It is a movie classic -- someone gets hysterical, so the hero slaps them across the face and tells them to get a grip on themselves. In the movies, this tactic works. Unfortunately, real life is not like that. This is a lesson for Israel.
There is a scene in the movie "The Producers," where Leo Bloom goes into hysterics and Max Bialystock tries to help him pull himself together by throwing a glass of water in his face. When that doesn’t work he slaps him in the standard, Hollywood approved manner. This only makes matters worse, and Leo wails “I am in pain, I am wet, and I am still hysterical!”
I was reminded of this scene by the current crisis in Gaza. After four decades of Israeli captivity the Palestinians are angry and perhaps a bit hysterical. So how does Israel chose to calm them? By bombing them and driving tanks through their neighborhoods.
This is not the first time that Israel has tried such tactics; in fact they have been trying this sort of thing since the founding of Israel over half a century ago. So far the tactic has never worked even once and yet the Israelis keep hoping that this time will be different. Doing the same thing over and over again and hoping for a different result is usually considered a sign of madness.
The way to deal with angry or hysterical people is not to challenge them, push them or try to hurt them in the hopes that they will “snap out if it.” That only makes them angrier and more hysterical. The thing you must do is to stay calm yourself, do not challenge or push the other party and give them a chance to vent and calm down on their own. Listen to everything they say and look for common ground from which you can start to build an agreement.
Above all, one must be proportional. If a child throws a rock through your window you, as an adult, do not have the option of picking up a gun and killing that child. Israelis often cite the fact that in recent years terrorists based in Gaza have fired over six thousand rockets into Israel. However they get very impatient, and perhaps a bit defensive, when you ask them exactly how many causalities those rockets have caused in all that time and how many they have caused in this last year. The answers are nine and zero.
========
Continue the commentary on Israel's tactics in Gaza from its last sentence.

Data rows =
========
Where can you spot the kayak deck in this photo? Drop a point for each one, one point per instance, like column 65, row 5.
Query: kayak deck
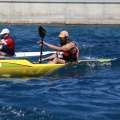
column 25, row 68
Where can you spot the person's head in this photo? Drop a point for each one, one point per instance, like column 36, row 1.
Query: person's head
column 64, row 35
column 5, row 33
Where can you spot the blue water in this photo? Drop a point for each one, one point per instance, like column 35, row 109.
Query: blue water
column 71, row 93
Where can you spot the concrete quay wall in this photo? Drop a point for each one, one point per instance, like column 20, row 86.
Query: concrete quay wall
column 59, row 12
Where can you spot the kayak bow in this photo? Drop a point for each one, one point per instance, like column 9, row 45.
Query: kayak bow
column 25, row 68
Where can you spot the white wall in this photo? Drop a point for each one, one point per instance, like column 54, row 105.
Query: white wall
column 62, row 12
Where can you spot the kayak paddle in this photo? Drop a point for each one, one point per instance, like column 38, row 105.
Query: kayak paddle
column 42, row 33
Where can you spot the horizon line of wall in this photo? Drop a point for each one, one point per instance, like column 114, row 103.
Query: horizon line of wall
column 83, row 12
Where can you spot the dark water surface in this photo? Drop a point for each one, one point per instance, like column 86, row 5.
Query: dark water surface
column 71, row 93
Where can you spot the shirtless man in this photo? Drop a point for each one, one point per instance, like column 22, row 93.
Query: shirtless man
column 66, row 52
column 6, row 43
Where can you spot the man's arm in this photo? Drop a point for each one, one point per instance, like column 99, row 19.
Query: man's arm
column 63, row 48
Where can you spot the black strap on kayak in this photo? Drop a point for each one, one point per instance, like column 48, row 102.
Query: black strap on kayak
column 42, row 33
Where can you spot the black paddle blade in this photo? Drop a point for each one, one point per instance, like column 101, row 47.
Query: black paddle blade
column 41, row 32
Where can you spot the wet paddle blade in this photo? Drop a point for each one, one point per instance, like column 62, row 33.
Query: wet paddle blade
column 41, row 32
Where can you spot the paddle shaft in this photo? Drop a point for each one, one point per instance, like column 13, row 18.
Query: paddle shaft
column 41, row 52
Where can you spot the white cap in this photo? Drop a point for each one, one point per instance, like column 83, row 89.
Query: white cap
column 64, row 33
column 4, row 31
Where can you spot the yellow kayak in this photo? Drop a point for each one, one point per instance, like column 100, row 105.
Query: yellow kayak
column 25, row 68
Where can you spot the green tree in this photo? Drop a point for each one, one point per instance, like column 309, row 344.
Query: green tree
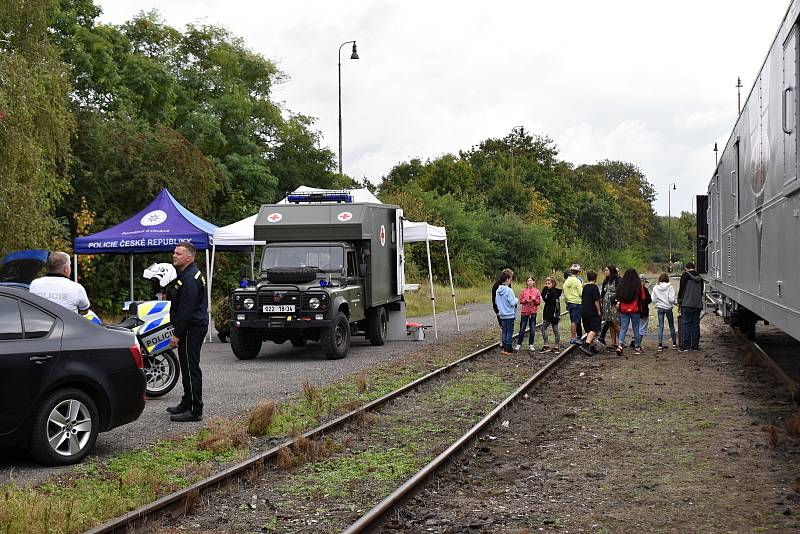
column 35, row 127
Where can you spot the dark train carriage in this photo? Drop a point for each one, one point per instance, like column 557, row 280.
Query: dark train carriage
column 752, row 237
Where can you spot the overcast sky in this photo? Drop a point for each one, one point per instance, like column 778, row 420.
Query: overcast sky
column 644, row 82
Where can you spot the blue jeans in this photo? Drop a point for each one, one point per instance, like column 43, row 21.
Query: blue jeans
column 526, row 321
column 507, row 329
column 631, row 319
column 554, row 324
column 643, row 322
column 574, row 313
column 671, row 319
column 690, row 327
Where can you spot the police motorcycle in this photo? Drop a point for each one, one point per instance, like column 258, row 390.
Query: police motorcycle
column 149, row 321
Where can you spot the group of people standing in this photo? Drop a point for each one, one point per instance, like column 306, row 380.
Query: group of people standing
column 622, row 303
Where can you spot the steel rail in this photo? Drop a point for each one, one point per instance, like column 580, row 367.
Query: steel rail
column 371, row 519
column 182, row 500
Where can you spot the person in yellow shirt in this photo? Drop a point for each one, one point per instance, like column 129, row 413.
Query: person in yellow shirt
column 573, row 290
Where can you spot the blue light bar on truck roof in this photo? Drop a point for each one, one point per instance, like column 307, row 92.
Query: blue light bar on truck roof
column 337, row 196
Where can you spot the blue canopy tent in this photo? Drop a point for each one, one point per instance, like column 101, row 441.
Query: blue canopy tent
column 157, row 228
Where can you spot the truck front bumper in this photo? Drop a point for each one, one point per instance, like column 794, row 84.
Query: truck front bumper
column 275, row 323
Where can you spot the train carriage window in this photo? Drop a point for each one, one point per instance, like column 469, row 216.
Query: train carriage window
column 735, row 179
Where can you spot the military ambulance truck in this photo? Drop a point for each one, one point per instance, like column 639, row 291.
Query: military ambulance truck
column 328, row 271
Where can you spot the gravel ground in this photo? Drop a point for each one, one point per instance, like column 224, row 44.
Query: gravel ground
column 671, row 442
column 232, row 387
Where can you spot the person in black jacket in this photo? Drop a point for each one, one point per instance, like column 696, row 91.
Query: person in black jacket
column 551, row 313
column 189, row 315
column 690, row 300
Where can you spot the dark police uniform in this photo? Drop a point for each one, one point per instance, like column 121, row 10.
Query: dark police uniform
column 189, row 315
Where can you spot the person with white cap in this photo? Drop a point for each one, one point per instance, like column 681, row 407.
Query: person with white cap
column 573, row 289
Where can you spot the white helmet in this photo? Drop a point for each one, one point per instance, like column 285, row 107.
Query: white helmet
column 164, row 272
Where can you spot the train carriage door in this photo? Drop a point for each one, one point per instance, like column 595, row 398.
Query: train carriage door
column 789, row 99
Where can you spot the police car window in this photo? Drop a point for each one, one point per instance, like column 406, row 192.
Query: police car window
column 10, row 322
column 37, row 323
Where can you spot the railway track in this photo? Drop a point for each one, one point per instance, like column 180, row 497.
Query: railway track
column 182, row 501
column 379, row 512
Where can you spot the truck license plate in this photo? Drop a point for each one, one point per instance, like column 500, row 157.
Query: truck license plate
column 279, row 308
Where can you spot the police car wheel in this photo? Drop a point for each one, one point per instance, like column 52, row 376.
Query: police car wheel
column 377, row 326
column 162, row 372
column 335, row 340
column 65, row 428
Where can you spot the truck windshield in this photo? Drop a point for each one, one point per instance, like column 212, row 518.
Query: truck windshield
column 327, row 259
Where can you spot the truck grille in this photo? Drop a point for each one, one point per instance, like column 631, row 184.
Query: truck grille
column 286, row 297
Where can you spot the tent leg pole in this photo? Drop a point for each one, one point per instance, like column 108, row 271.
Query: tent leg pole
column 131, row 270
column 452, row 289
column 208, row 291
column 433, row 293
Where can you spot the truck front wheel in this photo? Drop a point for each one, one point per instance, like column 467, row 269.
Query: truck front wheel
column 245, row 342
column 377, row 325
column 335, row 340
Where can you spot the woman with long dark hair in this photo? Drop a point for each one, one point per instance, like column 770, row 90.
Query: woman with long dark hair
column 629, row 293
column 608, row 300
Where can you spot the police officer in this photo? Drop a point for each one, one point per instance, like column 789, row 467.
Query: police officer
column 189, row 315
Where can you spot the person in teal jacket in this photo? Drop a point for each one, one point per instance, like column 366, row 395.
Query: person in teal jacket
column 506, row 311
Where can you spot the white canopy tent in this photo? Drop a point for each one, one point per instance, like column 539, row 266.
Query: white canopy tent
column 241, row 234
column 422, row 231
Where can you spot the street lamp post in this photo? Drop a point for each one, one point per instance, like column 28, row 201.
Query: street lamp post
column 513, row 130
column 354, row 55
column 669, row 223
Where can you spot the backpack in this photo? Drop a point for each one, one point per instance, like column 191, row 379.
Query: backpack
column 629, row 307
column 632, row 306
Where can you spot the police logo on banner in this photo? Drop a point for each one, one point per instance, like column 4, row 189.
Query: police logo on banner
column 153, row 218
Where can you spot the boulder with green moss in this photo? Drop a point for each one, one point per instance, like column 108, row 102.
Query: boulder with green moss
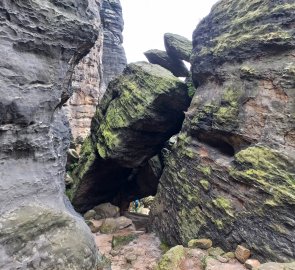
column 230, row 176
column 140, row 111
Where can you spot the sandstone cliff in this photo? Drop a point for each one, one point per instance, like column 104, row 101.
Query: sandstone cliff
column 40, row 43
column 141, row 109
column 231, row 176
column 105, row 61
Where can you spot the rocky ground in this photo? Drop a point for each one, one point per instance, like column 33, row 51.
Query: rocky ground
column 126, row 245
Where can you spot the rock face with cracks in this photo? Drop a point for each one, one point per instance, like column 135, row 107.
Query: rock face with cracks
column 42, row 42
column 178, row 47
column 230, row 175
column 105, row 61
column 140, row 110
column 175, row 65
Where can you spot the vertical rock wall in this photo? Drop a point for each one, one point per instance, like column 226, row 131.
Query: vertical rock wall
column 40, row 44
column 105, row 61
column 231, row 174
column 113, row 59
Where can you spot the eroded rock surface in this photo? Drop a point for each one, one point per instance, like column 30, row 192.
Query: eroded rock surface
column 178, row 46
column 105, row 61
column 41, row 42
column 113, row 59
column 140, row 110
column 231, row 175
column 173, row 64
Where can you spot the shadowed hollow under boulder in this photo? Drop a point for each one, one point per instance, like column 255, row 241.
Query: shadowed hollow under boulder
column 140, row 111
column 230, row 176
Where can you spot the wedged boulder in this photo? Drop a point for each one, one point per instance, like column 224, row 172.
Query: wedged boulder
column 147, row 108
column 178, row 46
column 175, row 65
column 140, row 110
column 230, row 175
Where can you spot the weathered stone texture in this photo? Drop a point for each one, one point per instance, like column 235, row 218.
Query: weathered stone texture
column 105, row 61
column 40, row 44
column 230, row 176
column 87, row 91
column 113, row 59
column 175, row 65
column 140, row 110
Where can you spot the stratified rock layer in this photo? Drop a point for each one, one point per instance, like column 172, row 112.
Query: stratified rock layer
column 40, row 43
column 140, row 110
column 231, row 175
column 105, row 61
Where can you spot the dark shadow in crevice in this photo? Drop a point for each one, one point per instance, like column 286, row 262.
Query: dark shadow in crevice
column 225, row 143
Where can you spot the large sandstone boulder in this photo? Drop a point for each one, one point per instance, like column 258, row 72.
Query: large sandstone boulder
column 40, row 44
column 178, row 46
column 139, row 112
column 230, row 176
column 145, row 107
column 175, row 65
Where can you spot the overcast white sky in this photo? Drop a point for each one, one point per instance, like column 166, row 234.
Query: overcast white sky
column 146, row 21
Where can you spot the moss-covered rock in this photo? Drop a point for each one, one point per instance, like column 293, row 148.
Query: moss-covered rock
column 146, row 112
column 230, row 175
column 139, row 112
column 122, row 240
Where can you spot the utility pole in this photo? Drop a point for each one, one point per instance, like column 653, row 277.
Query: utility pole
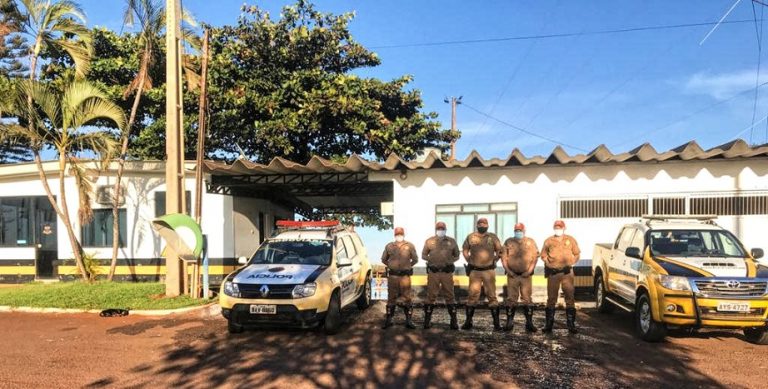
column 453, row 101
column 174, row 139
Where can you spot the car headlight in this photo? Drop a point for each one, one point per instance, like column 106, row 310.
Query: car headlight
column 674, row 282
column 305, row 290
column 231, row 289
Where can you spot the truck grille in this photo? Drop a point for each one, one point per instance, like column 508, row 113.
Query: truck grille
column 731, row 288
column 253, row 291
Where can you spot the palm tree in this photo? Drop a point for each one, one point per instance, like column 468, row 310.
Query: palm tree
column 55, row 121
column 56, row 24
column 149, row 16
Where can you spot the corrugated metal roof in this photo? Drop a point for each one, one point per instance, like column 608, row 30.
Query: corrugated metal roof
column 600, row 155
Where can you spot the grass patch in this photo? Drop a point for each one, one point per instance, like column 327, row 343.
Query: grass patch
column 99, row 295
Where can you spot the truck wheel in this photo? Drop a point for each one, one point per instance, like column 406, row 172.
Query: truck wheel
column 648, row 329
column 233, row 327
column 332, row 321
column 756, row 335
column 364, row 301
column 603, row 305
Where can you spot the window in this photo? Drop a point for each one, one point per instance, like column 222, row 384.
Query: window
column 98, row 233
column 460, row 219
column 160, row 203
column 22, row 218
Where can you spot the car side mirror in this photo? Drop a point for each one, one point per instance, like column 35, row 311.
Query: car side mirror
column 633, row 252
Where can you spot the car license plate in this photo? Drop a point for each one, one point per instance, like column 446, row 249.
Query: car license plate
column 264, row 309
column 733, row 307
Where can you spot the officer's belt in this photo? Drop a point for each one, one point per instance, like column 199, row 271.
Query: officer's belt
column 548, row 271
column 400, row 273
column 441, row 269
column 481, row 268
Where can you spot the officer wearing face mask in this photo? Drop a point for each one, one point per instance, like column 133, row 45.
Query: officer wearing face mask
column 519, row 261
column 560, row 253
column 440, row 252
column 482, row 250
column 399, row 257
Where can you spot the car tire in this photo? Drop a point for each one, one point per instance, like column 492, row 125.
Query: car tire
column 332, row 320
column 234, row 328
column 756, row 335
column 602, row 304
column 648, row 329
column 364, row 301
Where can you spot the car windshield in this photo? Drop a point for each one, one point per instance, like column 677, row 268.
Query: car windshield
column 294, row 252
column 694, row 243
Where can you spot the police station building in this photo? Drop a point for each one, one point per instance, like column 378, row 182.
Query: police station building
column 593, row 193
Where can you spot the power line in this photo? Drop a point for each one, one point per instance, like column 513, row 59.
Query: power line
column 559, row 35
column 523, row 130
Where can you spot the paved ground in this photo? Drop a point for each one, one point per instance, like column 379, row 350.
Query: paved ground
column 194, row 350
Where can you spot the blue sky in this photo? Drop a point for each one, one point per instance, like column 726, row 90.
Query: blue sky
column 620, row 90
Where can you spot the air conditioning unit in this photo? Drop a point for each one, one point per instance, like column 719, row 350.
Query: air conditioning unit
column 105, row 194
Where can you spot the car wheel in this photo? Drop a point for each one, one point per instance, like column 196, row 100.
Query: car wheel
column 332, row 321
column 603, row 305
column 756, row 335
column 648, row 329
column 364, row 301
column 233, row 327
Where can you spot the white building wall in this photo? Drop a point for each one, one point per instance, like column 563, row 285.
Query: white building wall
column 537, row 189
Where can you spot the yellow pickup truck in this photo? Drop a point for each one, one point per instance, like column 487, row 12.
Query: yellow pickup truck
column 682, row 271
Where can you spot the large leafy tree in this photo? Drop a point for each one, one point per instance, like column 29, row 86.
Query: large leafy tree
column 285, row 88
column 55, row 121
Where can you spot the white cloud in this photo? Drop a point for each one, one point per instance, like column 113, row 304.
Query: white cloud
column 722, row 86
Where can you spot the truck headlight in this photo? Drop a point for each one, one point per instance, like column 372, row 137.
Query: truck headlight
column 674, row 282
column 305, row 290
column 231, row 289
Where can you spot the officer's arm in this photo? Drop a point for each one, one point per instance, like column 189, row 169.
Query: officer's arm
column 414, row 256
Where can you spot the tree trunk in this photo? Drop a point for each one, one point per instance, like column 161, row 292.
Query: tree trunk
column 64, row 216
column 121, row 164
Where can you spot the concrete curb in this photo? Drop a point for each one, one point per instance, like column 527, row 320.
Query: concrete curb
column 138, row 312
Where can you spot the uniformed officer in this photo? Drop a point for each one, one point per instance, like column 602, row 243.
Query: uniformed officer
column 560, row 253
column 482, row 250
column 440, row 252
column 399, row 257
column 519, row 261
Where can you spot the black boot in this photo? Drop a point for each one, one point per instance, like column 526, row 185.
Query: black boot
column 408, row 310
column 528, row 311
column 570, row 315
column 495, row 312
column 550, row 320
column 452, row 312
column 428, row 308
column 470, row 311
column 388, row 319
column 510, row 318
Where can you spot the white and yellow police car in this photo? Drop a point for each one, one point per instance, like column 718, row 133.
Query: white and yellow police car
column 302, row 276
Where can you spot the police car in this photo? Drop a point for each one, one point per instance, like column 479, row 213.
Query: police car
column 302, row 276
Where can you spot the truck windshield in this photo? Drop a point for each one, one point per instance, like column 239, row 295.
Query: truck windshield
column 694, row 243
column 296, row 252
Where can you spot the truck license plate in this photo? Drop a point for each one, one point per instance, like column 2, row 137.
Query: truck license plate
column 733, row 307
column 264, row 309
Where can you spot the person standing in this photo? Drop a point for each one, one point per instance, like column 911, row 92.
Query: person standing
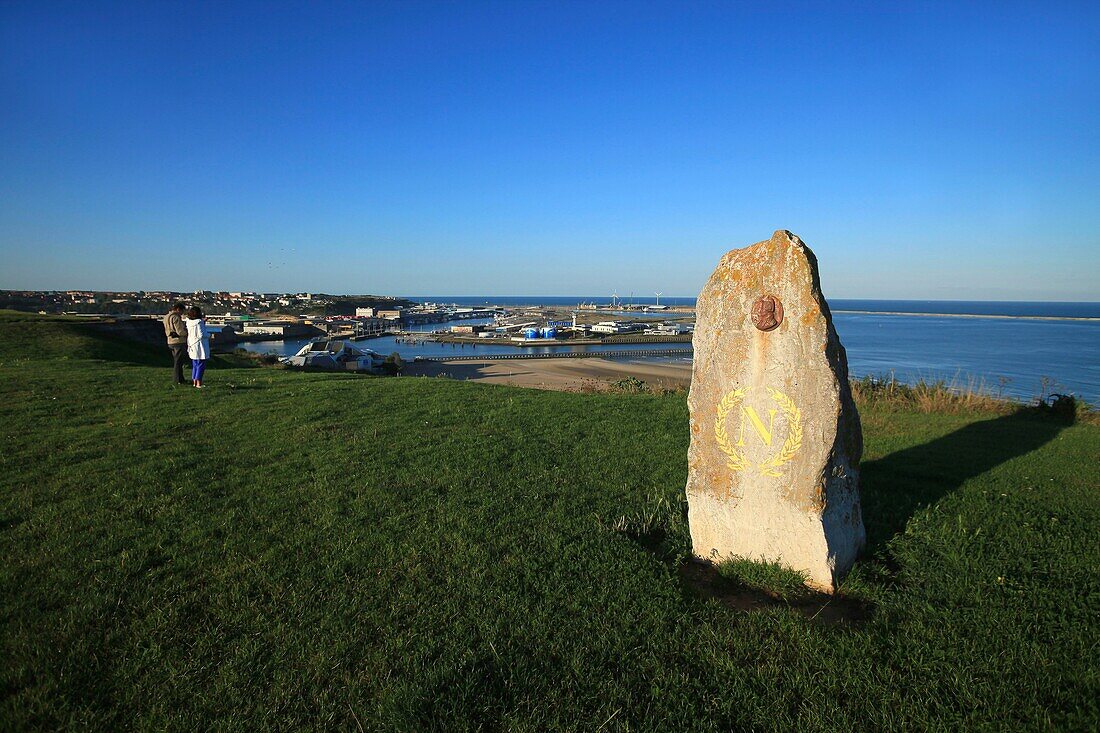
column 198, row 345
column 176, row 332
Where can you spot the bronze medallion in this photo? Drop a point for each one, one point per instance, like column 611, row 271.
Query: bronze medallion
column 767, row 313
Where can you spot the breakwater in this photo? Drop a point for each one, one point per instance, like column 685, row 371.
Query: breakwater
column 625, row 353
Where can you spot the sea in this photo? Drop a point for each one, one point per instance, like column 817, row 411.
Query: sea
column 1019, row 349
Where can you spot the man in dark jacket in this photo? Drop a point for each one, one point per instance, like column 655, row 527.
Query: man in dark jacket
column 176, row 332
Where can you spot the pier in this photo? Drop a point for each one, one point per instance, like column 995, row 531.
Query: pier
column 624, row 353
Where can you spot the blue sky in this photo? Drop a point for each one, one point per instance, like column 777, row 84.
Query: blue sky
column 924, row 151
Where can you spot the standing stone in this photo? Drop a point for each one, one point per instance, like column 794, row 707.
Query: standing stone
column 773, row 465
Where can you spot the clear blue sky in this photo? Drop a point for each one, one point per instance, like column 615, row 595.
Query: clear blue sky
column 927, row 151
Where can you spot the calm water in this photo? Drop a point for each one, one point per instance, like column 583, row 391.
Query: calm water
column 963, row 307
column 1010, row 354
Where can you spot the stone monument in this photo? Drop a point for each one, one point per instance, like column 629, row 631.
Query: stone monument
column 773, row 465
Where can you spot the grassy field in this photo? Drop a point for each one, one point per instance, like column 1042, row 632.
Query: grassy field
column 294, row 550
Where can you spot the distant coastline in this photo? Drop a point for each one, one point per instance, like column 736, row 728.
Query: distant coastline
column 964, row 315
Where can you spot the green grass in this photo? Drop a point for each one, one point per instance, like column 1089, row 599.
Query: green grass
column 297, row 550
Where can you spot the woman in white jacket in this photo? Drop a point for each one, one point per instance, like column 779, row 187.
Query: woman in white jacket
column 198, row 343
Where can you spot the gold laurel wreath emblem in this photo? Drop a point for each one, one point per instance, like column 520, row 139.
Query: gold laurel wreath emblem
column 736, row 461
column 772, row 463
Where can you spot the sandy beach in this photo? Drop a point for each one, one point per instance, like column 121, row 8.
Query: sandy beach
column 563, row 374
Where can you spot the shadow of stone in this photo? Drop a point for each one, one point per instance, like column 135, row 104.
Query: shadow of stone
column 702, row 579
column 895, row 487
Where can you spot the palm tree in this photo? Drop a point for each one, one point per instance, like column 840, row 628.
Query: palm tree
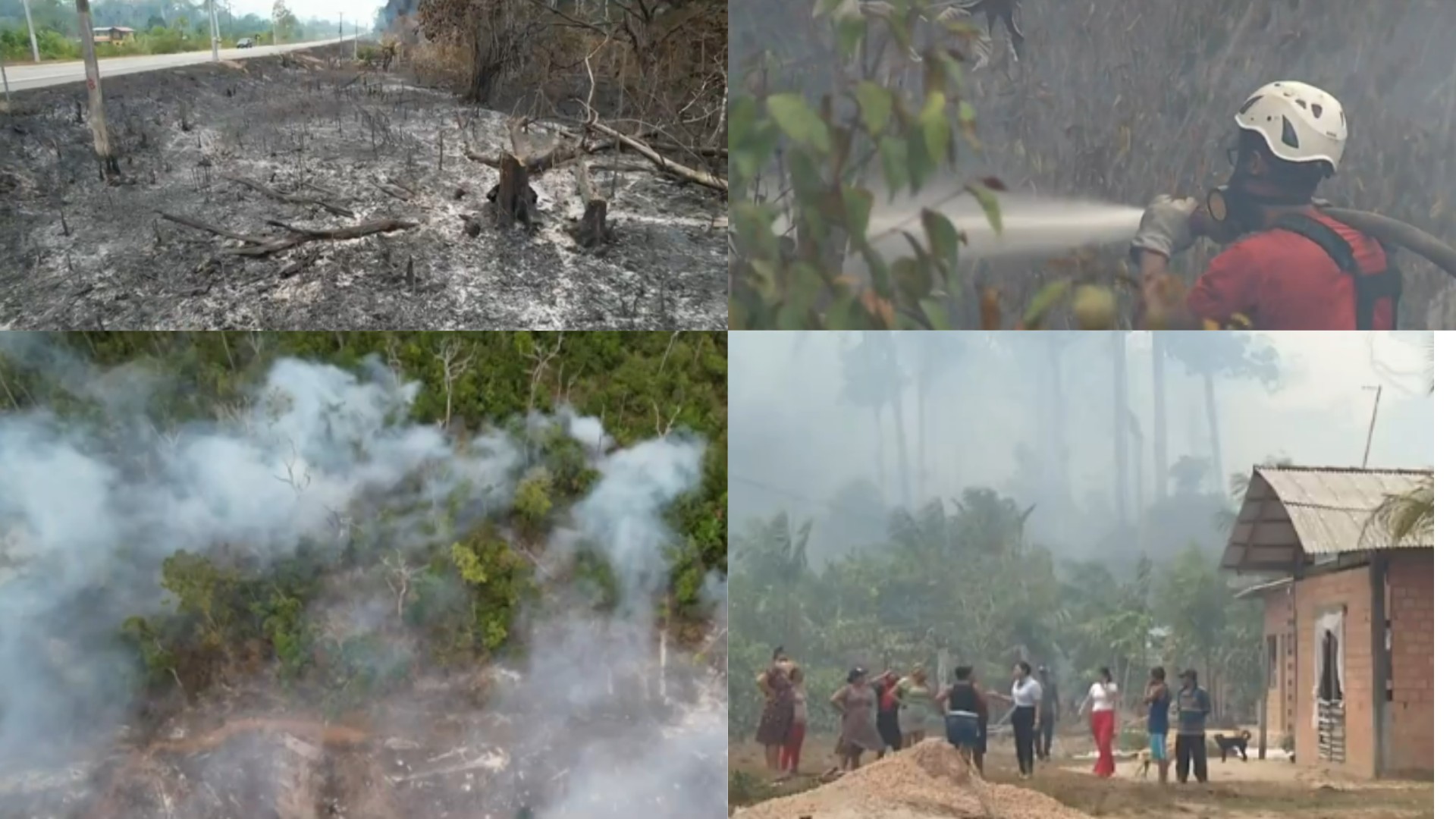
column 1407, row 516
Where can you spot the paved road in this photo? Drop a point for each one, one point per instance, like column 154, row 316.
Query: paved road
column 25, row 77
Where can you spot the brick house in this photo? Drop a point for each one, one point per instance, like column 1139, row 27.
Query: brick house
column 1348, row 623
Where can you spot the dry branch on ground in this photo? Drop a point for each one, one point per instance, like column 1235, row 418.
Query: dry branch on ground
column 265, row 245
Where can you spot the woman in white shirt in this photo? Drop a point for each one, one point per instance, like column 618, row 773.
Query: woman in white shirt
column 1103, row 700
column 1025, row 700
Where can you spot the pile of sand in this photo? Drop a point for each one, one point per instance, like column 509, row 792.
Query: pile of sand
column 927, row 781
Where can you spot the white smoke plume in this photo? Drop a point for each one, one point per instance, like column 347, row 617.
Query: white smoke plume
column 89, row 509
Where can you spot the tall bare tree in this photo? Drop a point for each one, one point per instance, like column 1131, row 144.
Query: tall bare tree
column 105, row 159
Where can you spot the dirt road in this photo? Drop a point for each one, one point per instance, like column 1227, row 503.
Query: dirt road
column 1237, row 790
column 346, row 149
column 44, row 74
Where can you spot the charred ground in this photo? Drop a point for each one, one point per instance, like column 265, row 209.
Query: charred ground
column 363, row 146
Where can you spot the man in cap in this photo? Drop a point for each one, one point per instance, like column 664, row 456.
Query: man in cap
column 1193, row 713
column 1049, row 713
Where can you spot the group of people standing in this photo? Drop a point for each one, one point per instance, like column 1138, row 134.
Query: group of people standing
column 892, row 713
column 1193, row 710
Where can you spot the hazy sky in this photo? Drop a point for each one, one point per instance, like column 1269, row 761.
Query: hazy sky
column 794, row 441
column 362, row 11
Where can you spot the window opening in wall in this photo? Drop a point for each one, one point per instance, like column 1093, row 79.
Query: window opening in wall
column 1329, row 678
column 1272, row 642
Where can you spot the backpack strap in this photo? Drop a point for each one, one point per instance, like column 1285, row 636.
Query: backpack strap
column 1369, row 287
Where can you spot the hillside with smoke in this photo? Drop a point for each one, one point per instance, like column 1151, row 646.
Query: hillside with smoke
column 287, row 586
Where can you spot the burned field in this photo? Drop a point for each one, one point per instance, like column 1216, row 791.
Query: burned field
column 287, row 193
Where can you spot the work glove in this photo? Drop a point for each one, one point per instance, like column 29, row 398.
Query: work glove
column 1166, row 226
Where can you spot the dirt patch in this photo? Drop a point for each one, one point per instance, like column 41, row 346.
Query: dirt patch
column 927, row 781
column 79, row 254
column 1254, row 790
========
Exercise result =
That being the case it is very difficult for them to make the case that killing almost a thousand people, at least half of whom are civilians, many of those being children, is a “proportional” response to the rockets.
Even that would not be a problem, however, if they could at least had something tangible to show for all that blood and misery. But they don’t. This operation will end like all the ones before it, in failure. When the smoke clears and the dead are buried the Israelis will find, much to their surprise, that the Palestinians have not suddenly developed a positive attitude towards Israel, nor are they willing to negotiate.
They will no doubt put this down to some character flaw in the “Arab psyche,” but if they were honest with themselves they would admit that under similar circumstances they would refuse to negotiate either.
Then what is to be done? Well, the first law of holes is that when you find yourself in one--stop digging! If what you have always done in the past has always failed it is time to try something else.
Israel never really tried to negotiate with Hamas. From the day that they were elected Israel declared them a “terrorist organization” and refused to deal with them. This was a mistake. They forget that their own founders were also terrorists but that the pressures of running a state made them become statesmen.
No organization is homogeneous. There are factions in any group, even “terrorist” ones. Hamas was once funded by Israel because, aside from their military wing, the cornerstone of the party’s success is the Da’wah, a social, religious, educational and cultural organization that worked to help the Palestinian people. By refusing to recognize Hamas’ win in the election Israel marginalized the moderates and saw to it that the militants achieved more power. The more pain the Israelis inflict on the Palestinian people the more they are driven to side with the militants and the less they are disposed to talk.
What Israel seems to have forgotten is that one does not negotiate peace with one’s friends; one must negotiate with the enemy, even if that enemy hates you. One approach to such negotiations is that you can beat the other side to their knees and dictate the peace terms to them while they are in that position. That is the approach advocated by such people as Moshe Yaalon the Israeli Defense Forces chief of staff, in 2002 who has said that:
‘the Palestinians must be made to understand in the deepest recesses of their consciousness that they are a defeated people.”
That is exactly what the allied powers did to a defeated Germany after WWI and we all know how well that worked out.
But if Israel thinks that they are dealing with a “defeated people” then they are in for a rude awakening. One of the things about having nothing to lose is that one is not as afraid to lose it and a person in such a frame of mind will quite often be willing to die so long as they can take their enemy with them.
On the other hand, one can give one’s enemy a reason to live, and to let you live as well. That is what the allied powers did to a defeated Germany after WWII and we all know how well that worked out.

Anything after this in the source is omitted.